[READING TEXT Boundary: Start]

When it comes to the book of Revelation and any mention of end-times in the Bible, many choose to differ on deep translation or theological interpretations on verses that can lose their relevancy and message due to over analysation. Ask any theologian what their summary of the book of Revelation is and they will answer something along the lines of it serves as a warning. Whereas, much discussion of end-times today is overshadowed by someone interjecting with their own thoughts on when that time may be or the legitimacy of the events that are to take place instead. I would argue that if I was deliberating on these things I would’ve missed the point entirely, and that the book’s meaning has very little to do with specifics of the timing, that its meaning is enhanced by its ambiguity.
For example, if your boss left the office and said the exact time they would return is 12:30, you, the worker, would make sure that your boss returned to find you still working at 12:30 even if you had taken a short Facebook break while they were gone. Now let’s say your boss just left the room and never clarified the time they would return, you would hopefully work diligently in case they came back at any moment.
With this in mind, trying to decipher revelation for accuracy would prove to be a misguided attempt at being prepared when God wants our hearts continually cleaned by our repentance.
I’ve heard a lot of people say recently that every generation has thought it was the one to welcome the second coming of Jesus, as if to say that the likelihood of Jesus returning to this generation is slimmer because it hadn’t happened to the previous. Most of the time these excuses come across as an ignorant deference of responsibility for the state of themselves and their community. It seems that the biblical relevancy of the timing of the rapture has been lost on people as the symptoms of the end of times become the culture of our current world.
In Matthew chapter 24 verse 36, the timing of the Lord’s return is revealed in the most accurate manner;
“But of that day and hour no one knows, not even the angels of heaven, but My Father only.”
This ambiguity doesn’t give way for people to cast off restraint because they don’t know the hour or day, but rather it should serve in the opposite respect which reflects the essence of Jesus coming to earth in the first place; that we shouldn’t live in sin or shame. The very thing that he died on the cross for is often used as a get out of jail free card for our sin and when mixed with the confusion of His final return, many cast off restraint out of comfort and the absence of the necessity for salvation.
The only thing we can be sure about is that we can’t be certain on the timing of His return which serves as a gentle yet firm reminder that we must live as if it could happen at any moment.
1 Peter chapter 5 verses 8-10 says:
‘Be alert and of sober mind. Your enemy the devil prowls around like a roaring lion looking for someone to devour.
Resist him, standing firm in the faith, because you know that the family of believers throughout the world is undergoing the same kind of sufferings.
And the god of all grace, who called you to his eternal glory in Christ, after you have suffered a little while, will himself restore you and make you strong, firm and steadfast.’
Jesse Moore draws from the Bible and classical literature for insight into life’s tough questions. He is currently studying at university to become a film-maker.

[READING TEXT Boundary: End]

## THINGS TO DO
1. Decide whether each statement agrees with the essay on end-times, answering yes or no and quoting the words that decide it: (a) In the boss example, the worker takes a short Facebook break. (b) The essay says the book's meaning depends mostly on the specifics of the timing. (c) The passage about the day and hour is attributed to Matthew chapter 24 verse 36.
2. Print the part of the essay on end-times between "This ambiguity doesn’t" and "necessity for salvation.", inclusive.
The rows have no connection to the essay on end-times.

[INFORMATION GIVEN Boundary: Start]

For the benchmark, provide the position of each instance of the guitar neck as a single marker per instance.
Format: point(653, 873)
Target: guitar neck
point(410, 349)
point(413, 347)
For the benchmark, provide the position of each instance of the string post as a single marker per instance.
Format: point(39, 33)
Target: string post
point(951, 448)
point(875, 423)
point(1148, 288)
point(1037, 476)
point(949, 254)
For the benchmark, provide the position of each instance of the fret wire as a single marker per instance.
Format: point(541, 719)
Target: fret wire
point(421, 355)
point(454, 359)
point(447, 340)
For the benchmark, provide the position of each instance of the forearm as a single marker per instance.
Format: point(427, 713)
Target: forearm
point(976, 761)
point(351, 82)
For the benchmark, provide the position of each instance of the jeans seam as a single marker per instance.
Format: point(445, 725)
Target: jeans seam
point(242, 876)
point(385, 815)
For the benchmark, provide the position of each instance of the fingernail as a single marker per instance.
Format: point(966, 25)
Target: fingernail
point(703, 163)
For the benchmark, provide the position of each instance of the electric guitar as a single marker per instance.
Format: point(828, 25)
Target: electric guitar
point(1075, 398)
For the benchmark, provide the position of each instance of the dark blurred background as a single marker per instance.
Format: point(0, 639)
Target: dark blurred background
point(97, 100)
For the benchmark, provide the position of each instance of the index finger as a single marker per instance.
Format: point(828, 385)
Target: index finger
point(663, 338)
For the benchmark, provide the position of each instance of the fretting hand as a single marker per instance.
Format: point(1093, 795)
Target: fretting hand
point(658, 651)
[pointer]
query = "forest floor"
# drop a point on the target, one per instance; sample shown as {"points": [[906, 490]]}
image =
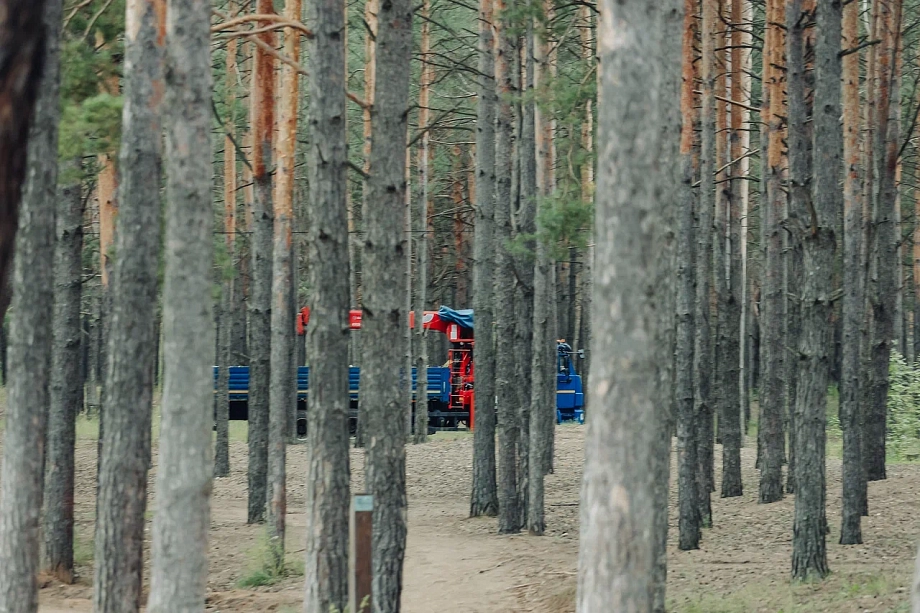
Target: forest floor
{"points": [[458, 565]]}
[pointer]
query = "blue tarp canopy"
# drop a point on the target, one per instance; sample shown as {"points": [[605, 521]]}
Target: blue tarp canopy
{"points": [[463, 318]]}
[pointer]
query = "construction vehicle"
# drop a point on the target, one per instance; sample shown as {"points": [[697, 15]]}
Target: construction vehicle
{"points": [[450, 391]]}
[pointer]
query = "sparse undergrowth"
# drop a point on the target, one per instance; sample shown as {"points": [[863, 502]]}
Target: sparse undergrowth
{"points": [[266, 569]]}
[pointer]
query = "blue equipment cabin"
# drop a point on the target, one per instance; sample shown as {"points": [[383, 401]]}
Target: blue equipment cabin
{"points": [[570, 397], [438, 396]]}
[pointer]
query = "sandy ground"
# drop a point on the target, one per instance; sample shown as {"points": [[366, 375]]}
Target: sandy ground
{"points": [[458, 565]]}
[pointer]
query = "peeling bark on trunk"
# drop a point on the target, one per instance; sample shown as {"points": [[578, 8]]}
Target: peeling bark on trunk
{"points": [[184, 476], [262, 100], [854, 478], [484, 497], [702, 347], [327, 491], [66, 383], [730, 417], [617, 544], [384, 380], [132, 354], [687, 463]]}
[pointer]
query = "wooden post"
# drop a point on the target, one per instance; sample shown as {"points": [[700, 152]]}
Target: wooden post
{"points": [[360, 527]]}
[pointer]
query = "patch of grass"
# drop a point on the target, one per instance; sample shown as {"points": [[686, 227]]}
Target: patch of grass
{"points": [[83, 547], [265, 568]]}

[INFORMATION GIVEN Boundary: End]

## RESPONSES
1.
(a) Yes: "even if you had taken a short Facebook break while they were gone"
(b) No: "the book’s meaning has very little to do with specifics of the timing"
(c) Yes: "In Matthew chapter 24 verse 36, the timing of the Lord’s return is revealed in the most accurate manner;"

2.
This ambiguity doesn’t give way for people to cast off restraint because they don’t know the hour or day, but rather it should serve in the opposite respect which reflects the essence of Jesus coming to earth in the first place; that we shouldn’t live in sin or shame. The very thing that he died on the cross for is often used as a get out of jail free card for our sin and when mixed with the confusion of His final return, many cast off restraint out of comfort and the absence of the necessity for salvation.